Copy all of the records below word for word, keeping every line in its original order.

※

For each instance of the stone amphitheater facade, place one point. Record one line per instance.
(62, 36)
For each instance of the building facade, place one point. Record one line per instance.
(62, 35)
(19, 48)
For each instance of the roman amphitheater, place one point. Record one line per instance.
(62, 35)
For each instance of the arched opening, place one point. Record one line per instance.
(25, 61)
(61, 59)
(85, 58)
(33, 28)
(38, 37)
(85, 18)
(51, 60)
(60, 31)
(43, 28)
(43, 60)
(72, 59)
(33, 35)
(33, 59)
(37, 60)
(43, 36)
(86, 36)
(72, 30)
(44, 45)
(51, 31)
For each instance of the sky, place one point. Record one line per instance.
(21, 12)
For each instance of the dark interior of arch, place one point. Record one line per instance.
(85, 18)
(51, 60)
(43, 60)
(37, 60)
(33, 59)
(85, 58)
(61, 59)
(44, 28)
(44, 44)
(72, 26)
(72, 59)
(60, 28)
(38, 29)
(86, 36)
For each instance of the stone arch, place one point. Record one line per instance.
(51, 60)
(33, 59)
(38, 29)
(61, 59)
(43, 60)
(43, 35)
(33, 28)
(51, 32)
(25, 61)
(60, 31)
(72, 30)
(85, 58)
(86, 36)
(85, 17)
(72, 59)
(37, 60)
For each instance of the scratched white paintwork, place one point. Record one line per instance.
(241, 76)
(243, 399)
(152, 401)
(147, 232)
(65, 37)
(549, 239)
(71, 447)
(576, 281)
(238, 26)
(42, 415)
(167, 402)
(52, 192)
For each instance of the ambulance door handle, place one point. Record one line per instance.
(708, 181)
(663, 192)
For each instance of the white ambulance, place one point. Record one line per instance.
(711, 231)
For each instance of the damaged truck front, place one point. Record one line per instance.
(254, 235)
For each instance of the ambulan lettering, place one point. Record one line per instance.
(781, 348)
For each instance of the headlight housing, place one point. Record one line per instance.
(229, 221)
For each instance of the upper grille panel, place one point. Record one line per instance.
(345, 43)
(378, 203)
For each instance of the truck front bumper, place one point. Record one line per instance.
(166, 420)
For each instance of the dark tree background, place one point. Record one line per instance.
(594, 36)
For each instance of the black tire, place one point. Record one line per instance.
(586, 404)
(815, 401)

※

> [THE REPLY]
For each instance of the stone amphitheater facade, place one point. Record one line per instance.
(62, 36)
For each instance of the building facade, place one point. Record one line per instance.
(62, 35)
(19, 48)
For each instance of the roman amphitheater, place one point. Record one line per instance.
(62, 35)
For each instance of the arched opening, place one point. Record one line per instance.
(25, 61)
(61, 59)
(85, 58)
(33, 28)
(38, 37)
(85, 18)
(51, 60)
(60, 31)
(43, 28)
(43, 60)
(72, 59)
(33, 35)
(33, 59)
(37, 60)
(43, 36)
(86, 36)
(72, 30)
(44, 45)
(51, 31)
For each instance of the sky, place one point. Record one line per instance.
(21, 12)
For each instance of the dark interior of arch, place one point. Record one line per instance.
(85, 18)
(51, 60)
(43, 60)
(37, 60)
(33, 59)
(85, 58)
(61, 59)
(44, 28)
(44, 44)
(72, 26)
(72, 59)
(60, 28)
(38, 29)
(86, 36)
For each instance of the stone arch, place one point. Record one line per instance.
(51, 60)
(33, 59)
(38, 29)
(61, 59)
(43, 60)
(43, 35)
(33, 28)
(51, 32)
(25, 61)
(60, 31)
(72, 30)
(85, 58)
(86, 36)
(85, 17)
(72, 59)
(37, 60)
For each instance of the scratched white paintwork, place one point. Record one line per instance.
(241, 76)
(243, 399)
(152, 401)
(147, 232)
(65, 37)
(549, 239)
(71, 447)
(576, 281)
(238, 26)
(42, 415)
(167, 402)
(52, 192)
For each instance of the ambulance door handle, place one point. Record one line per instance.
(708, 181)
(663, 192)
For each instance of the white ambulance, place one point. Record one line per instance.
(711, 231)
For each instance of the damaged truck front, place one point. Record one line per instance.
(254, 235)
For each instance of the ambulan lettering, place one point. Record one line per instance.
(781, 348)
For each instance of the headlight housing, place one point. Record one line per instance.
(229, 221)
For each instance of the upper grille panel, place one point. Record one line per instance.
(345, 43)
(378, 203)
For each instance of the truck front bumper, place one point. Record one line per instance.
(166, 420)
For each instance of the dark tree background, place one point. Record one line per instance.
(594, 36)
For each instance of the black tire, place one point. Record one line per instance.
(586, 404)
(815, 401)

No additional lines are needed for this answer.